### Data

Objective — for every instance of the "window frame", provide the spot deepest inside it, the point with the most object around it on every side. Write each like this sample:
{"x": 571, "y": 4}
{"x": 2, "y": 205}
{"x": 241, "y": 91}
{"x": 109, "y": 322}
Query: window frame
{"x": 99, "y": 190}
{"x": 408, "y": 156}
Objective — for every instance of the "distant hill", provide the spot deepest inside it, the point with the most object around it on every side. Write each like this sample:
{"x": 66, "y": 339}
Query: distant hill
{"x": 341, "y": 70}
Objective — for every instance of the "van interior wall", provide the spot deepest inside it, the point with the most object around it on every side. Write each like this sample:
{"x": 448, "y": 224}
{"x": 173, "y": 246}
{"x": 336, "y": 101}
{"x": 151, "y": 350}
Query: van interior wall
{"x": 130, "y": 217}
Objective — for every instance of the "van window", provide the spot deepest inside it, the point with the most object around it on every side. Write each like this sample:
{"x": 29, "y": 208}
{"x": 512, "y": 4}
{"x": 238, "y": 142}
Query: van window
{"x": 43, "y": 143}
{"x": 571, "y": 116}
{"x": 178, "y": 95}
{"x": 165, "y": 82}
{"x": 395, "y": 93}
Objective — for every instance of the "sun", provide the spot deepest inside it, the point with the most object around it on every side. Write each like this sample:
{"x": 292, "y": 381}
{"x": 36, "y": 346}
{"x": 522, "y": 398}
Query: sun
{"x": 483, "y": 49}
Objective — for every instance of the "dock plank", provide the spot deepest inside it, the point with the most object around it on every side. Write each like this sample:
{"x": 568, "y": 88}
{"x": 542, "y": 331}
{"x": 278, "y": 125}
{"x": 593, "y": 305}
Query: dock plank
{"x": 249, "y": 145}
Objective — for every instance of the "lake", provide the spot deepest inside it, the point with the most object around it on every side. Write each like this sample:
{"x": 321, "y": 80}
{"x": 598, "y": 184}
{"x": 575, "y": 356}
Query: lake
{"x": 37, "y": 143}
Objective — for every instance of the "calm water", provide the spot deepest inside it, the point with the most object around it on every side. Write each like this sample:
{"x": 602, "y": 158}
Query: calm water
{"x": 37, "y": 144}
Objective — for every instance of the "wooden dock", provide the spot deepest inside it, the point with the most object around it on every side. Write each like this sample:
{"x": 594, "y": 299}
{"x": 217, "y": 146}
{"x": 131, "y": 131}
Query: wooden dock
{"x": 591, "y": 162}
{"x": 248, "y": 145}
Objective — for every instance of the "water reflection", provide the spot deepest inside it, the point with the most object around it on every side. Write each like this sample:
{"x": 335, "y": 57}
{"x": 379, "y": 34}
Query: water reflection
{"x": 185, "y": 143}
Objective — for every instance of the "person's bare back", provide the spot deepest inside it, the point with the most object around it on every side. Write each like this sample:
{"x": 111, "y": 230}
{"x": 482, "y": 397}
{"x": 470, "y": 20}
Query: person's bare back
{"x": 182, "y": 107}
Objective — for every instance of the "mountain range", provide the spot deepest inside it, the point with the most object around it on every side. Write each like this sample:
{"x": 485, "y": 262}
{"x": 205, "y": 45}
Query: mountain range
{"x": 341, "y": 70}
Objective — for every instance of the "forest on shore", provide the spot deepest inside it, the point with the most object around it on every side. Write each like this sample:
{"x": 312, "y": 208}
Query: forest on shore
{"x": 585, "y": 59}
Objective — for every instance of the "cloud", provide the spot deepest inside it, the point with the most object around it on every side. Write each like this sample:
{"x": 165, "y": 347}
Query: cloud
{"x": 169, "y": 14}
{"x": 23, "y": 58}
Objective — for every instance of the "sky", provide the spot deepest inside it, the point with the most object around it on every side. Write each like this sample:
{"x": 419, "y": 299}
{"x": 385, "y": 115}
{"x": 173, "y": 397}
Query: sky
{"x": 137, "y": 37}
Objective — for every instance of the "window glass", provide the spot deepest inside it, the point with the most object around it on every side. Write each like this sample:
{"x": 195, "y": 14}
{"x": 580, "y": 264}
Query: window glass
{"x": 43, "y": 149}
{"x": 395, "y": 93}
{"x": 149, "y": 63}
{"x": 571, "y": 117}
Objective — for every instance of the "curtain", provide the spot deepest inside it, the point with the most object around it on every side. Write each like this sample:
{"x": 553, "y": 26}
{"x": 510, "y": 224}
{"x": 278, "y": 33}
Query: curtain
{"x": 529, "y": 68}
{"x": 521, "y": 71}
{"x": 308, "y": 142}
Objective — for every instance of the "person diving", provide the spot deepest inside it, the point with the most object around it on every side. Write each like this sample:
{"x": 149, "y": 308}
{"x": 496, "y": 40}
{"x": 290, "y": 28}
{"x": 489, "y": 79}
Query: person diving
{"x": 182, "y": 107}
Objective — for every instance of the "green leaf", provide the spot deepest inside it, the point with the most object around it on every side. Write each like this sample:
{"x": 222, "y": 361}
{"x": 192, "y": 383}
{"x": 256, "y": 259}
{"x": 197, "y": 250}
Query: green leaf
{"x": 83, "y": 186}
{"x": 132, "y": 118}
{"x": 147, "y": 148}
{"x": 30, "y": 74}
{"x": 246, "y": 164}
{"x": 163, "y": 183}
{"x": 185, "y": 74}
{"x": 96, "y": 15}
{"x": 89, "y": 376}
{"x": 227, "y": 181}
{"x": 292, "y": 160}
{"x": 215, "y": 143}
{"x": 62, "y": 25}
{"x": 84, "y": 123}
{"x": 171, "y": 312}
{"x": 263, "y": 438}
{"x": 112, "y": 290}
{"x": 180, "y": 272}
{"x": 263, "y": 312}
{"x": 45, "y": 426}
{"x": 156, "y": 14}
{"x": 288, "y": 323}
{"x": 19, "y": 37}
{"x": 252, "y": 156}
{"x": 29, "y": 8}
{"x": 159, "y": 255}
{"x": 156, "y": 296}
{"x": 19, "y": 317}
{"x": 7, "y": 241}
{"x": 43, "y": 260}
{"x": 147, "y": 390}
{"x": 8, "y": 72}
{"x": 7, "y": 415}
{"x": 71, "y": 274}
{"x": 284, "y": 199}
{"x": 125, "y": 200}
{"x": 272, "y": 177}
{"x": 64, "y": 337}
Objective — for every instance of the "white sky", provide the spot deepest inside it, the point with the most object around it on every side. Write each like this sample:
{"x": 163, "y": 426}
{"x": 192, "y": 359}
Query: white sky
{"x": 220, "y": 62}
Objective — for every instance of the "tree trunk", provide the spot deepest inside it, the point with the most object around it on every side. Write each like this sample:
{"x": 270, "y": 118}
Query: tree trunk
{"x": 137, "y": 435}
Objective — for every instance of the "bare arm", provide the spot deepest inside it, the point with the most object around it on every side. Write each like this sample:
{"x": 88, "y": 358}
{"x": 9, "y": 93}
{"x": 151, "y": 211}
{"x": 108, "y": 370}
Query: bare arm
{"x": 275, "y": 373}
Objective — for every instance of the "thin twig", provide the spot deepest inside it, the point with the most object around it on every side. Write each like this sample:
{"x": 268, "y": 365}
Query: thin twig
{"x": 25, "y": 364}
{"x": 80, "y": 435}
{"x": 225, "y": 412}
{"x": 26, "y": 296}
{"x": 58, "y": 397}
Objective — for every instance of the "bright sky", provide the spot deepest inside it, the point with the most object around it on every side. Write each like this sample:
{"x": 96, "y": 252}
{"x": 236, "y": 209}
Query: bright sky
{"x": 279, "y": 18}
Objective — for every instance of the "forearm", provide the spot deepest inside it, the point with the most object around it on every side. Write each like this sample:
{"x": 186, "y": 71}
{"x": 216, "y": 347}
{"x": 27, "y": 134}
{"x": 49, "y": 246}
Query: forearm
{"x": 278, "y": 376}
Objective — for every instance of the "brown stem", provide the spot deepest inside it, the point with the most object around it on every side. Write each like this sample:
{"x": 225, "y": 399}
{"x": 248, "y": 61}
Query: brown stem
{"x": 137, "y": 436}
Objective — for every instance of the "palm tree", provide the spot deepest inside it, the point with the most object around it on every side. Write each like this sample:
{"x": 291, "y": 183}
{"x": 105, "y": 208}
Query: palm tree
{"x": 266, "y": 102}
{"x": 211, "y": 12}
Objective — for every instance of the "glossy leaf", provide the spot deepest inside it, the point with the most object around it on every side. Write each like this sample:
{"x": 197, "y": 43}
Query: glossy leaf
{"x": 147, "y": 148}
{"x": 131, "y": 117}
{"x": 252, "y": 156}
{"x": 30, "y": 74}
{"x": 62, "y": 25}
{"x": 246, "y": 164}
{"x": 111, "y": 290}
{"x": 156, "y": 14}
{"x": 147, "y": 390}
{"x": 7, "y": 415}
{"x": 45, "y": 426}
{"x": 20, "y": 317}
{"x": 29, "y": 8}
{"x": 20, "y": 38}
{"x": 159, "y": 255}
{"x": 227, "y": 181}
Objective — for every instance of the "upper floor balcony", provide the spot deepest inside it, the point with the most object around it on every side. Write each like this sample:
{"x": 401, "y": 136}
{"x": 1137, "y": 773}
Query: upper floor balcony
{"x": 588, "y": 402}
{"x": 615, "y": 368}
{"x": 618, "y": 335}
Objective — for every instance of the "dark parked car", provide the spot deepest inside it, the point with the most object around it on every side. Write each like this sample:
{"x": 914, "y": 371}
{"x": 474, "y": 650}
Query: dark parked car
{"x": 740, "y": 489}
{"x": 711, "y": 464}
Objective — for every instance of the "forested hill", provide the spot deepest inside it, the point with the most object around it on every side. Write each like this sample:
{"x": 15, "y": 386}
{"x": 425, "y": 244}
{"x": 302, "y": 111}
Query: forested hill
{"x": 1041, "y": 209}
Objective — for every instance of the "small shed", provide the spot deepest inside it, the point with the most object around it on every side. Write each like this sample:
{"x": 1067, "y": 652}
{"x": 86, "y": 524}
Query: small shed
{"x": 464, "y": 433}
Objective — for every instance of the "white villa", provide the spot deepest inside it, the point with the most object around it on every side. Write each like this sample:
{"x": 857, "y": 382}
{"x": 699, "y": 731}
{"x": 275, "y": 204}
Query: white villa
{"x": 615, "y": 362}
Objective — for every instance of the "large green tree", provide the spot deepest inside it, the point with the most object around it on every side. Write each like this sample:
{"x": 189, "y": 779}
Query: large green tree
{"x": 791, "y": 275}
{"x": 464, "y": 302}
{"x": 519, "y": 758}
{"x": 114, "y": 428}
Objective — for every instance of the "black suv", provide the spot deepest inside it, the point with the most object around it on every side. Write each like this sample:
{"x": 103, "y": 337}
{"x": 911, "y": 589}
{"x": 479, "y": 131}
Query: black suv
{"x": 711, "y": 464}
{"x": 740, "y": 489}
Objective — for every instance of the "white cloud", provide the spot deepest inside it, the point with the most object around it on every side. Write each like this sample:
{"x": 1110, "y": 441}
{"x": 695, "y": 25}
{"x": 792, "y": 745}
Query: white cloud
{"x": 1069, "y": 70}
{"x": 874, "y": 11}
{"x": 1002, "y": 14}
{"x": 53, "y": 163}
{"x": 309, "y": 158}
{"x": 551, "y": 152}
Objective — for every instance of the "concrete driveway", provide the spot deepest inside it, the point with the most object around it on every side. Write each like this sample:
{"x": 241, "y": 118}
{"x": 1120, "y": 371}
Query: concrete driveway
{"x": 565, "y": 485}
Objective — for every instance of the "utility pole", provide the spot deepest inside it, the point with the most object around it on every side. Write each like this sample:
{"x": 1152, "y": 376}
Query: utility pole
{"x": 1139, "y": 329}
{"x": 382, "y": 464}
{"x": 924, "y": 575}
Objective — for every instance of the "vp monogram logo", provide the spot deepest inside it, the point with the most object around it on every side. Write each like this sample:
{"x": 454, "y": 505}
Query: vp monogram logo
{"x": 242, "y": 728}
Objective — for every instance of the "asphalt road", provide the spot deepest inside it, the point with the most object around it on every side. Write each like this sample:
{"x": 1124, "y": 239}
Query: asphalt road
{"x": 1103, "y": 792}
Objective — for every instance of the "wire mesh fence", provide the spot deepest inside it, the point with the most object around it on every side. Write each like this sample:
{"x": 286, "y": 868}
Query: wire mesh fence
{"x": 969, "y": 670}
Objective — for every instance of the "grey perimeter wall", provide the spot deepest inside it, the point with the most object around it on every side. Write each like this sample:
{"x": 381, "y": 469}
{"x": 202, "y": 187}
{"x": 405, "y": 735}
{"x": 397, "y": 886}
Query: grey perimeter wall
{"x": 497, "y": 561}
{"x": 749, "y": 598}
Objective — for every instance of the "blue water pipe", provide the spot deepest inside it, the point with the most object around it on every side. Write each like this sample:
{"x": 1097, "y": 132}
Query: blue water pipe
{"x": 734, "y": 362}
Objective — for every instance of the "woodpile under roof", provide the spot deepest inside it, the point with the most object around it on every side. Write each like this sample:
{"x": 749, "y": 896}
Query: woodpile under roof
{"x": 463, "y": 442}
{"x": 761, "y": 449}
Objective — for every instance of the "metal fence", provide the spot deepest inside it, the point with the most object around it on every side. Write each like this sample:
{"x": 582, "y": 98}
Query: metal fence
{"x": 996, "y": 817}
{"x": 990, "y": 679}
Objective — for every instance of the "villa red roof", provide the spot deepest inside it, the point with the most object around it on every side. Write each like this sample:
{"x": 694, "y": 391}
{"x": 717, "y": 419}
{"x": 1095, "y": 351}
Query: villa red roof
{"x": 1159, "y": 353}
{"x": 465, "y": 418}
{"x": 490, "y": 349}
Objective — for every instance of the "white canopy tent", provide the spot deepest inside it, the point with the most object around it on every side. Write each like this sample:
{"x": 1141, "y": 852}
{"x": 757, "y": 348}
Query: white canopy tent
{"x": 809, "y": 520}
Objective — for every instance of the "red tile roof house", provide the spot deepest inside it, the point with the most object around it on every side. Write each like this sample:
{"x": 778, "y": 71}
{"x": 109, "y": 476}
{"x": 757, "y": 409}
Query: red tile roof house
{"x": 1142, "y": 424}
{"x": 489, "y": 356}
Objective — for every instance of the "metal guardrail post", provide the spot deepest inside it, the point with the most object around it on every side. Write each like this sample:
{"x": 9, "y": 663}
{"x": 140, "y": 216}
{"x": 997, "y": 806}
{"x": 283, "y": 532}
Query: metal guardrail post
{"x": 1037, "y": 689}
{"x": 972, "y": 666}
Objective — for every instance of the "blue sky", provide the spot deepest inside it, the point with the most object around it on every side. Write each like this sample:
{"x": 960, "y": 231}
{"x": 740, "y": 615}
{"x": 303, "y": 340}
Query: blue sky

### Given exercise
Select every line in the records above that contains the string "balcony", and copy each one.

### Solution to this task
Objective — for every instance of the "upper floor balcony", provide the spot deepest inside it, the point with the most object around it on every side. Write each like this sample:
Query: upper floor balcony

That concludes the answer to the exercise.